>> Begin

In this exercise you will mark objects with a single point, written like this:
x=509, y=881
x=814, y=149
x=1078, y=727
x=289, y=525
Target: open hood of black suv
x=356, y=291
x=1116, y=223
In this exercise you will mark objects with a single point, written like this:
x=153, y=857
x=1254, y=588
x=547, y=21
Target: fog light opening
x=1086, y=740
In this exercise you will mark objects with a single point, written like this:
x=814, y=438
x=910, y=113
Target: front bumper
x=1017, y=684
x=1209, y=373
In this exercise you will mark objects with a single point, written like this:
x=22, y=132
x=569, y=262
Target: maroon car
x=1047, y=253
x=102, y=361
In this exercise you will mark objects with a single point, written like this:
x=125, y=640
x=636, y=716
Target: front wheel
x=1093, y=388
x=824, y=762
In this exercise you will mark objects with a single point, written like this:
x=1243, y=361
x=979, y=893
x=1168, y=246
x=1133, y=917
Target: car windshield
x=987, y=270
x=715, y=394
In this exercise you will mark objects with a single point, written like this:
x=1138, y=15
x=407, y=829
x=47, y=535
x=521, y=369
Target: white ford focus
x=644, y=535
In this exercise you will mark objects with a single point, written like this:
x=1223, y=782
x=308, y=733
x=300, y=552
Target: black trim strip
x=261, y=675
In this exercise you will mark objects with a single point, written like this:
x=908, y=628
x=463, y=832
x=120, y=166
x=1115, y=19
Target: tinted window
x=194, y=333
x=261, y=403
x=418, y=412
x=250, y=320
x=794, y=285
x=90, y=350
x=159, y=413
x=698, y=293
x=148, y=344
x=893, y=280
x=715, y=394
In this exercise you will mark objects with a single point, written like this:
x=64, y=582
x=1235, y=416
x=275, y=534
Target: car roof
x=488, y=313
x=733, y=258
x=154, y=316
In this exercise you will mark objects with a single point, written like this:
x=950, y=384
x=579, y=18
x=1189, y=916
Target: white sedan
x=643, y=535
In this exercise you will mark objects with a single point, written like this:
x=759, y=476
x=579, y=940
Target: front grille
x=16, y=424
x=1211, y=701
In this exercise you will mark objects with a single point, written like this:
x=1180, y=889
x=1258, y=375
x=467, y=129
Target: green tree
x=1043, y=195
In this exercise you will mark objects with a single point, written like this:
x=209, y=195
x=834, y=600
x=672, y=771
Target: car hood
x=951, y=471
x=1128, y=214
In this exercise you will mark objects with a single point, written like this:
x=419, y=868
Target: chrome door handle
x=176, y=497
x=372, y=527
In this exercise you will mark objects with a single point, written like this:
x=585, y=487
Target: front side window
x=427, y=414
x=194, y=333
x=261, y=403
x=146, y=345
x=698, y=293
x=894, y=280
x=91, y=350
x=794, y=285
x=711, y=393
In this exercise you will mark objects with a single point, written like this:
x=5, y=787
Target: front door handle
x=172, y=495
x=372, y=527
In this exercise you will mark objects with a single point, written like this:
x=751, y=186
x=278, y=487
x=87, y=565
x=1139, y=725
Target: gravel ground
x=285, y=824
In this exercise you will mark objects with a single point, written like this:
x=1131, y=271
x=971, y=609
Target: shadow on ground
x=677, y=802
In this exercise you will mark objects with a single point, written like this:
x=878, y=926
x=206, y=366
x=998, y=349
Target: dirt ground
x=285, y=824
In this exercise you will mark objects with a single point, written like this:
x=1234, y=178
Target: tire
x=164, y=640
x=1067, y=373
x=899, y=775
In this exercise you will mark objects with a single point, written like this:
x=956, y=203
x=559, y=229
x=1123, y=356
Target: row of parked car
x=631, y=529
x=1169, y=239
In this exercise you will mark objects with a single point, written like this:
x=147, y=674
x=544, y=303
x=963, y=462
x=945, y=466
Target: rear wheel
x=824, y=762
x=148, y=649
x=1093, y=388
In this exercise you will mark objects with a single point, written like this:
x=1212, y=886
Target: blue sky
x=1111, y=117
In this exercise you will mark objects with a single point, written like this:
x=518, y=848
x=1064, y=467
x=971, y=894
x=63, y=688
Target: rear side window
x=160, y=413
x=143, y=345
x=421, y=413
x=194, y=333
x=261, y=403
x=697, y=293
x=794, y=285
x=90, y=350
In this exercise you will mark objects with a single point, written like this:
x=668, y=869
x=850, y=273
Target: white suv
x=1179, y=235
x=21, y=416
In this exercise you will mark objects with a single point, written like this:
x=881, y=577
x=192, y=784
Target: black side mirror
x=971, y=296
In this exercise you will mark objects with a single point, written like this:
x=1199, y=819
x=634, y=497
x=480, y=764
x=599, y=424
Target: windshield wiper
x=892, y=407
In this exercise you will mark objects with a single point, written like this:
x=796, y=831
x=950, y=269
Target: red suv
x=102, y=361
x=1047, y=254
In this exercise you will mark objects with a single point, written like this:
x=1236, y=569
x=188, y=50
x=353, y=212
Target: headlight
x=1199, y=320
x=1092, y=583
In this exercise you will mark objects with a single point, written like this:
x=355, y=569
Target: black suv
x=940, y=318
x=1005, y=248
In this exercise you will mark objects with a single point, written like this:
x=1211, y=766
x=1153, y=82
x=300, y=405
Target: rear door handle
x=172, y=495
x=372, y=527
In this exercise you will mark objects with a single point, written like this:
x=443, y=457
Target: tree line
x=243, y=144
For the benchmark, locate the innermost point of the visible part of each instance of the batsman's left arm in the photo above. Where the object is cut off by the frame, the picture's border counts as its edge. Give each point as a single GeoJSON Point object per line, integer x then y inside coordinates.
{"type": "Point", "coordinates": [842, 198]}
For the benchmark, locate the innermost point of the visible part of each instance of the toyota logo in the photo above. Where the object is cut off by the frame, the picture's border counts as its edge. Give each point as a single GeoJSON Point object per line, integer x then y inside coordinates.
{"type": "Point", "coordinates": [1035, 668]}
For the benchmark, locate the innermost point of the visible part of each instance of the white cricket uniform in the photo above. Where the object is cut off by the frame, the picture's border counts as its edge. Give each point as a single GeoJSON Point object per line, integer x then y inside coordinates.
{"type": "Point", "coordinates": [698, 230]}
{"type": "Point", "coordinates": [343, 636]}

>> End

*Task objective:* Copy out the listing above word for word, starting at the line containing "of the batsman's" and ending at the final line of the listing, both included.

*Task response:*
For the benchmark, locate the innermost point of the visible part of each instance of the batsman's left arm in the photo above. Where the object is cut off by the frame, the picture's border counts as its edge. Give each point as a single GeoJSON Point object per line, integer x then y inside coordinates.
{"type": "Point", "coordinates": [842, 198]}
For the benchmark, locate the innermost point of the visible part of each instance of the toyota logo in the photo above. Where the object is cut off by the frame, the picture's border counts as its edge. Give each point as a single GeoJSON Point object per line, integer x then y inside coordinates.
{"type": "Point", "coordinates": [1035, 668]}
For the benchmark, locate the innermost point of the visible part of each instance of the white cricket uniform in the photo above. Where the object is cut off by the frame, the picture's border counts as its edge. Give each point as a single GeoJSON Point object per line, integer x then y inside coordinates.
{"type": "Point", "coordinates": [698, 230]}
{"type": "Point", "coordinates": [343, 636]}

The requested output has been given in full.